PROBLEM DETAILS: Copy the material word for word, starting at the line that contains "Detect all occurrences of blue" and ending at the line that contains "[25,293,163,705]", both included.
— Start MATERIAL FOR THE TASK —
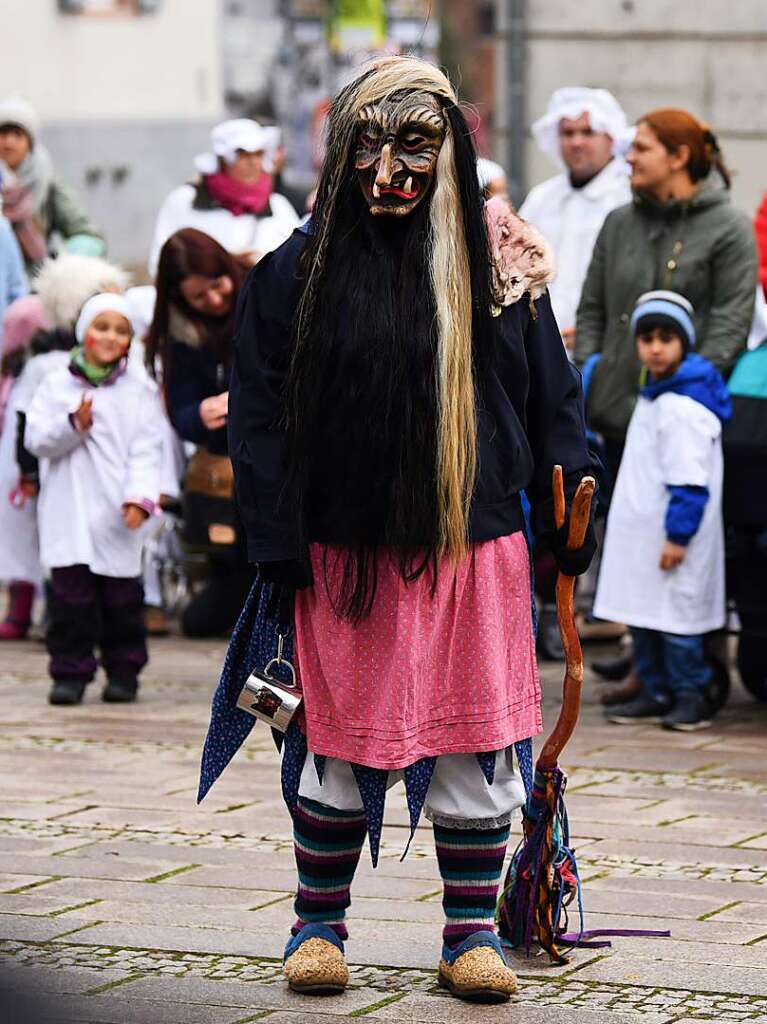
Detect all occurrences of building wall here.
— End MATERIAL FOR THE TASK —
— Start MATERIAL FOR THE TASK —
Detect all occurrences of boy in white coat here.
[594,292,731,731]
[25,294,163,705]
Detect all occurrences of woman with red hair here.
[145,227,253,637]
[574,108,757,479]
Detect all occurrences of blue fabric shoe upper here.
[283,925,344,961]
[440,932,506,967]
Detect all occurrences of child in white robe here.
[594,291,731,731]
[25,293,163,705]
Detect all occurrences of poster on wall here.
— End MATERIAL FOR THE TASK —
— Start MATERIAL FOR THE TASK —
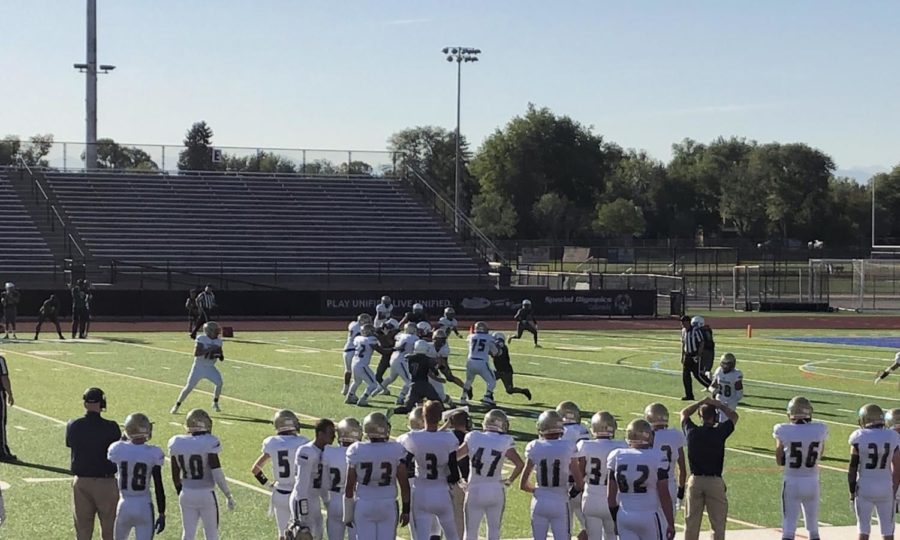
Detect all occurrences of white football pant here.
— End MATERIAL FOR THE TASK —
EXERCISE RESPONSE:
Detect all occurrences of blue fabric shoe upper here.
[283,925,344,961]
[440,932,506,967]
Detect all occurrences of child in white robe here.
[594,291,731,731]
[25,293,163,705]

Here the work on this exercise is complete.